===== Records for this task =====

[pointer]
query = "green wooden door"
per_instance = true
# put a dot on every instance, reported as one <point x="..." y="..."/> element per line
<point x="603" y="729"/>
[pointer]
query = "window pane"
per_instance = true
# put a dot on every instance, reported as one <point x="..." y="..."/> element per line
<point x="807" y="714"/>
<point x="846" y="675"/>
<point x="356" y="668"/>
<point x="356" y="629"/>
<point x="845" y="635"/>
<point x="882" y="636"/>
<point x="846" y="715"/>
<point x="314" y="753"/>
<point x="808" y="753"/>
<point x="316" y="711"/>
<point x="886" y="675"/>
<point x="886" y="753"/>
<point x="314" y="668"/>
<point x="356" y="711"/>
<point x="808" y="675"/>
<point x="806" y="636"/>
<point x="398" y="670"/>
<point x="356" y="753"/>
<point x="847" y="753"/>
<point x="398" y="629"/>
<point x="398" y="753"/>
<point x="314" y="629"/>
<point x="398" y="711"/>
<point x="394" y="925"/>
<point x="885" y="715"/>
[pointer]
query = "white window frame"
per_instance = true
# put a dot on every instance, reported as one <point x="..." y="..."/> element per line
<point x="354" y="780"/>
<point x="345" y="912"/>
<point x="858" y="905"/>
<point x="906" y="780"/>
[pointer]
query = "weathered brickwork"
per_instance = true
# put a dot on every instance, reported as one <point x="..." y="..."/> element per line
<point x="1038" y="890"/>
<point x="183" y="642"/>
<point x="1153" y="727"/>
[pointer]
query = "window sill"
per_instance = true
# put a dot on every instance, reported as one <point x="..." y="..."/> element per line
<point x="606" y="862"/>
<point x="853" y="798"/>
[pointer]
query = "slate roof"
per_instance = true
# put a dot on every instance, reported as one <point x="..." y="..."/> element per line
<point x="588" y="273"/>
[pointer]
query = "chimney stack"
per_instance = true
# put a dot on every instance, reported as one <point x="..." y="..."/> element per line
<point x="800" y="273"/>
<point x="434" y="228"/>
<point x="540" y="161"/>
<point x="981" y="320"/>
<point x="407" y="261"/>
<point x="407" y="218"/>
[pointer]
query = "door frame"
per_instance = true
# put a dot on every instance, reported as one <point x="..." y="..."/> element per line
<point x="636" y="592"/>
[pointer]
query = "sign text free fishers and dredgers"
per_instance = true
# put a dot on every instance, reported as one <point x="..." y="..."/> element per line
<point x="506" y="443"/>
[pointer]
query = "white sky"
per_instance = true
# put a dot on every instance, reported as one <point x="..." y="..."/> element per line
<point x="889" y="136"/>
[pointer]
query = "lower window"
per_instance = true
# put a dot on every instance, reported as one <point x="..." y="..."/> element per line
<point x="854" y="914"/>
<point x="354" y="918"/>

=====

About this task -
Search the records for the word "door". Copy each line where it appears.

Answer to this exercise -
query = "green wooden door"
query = "door frame"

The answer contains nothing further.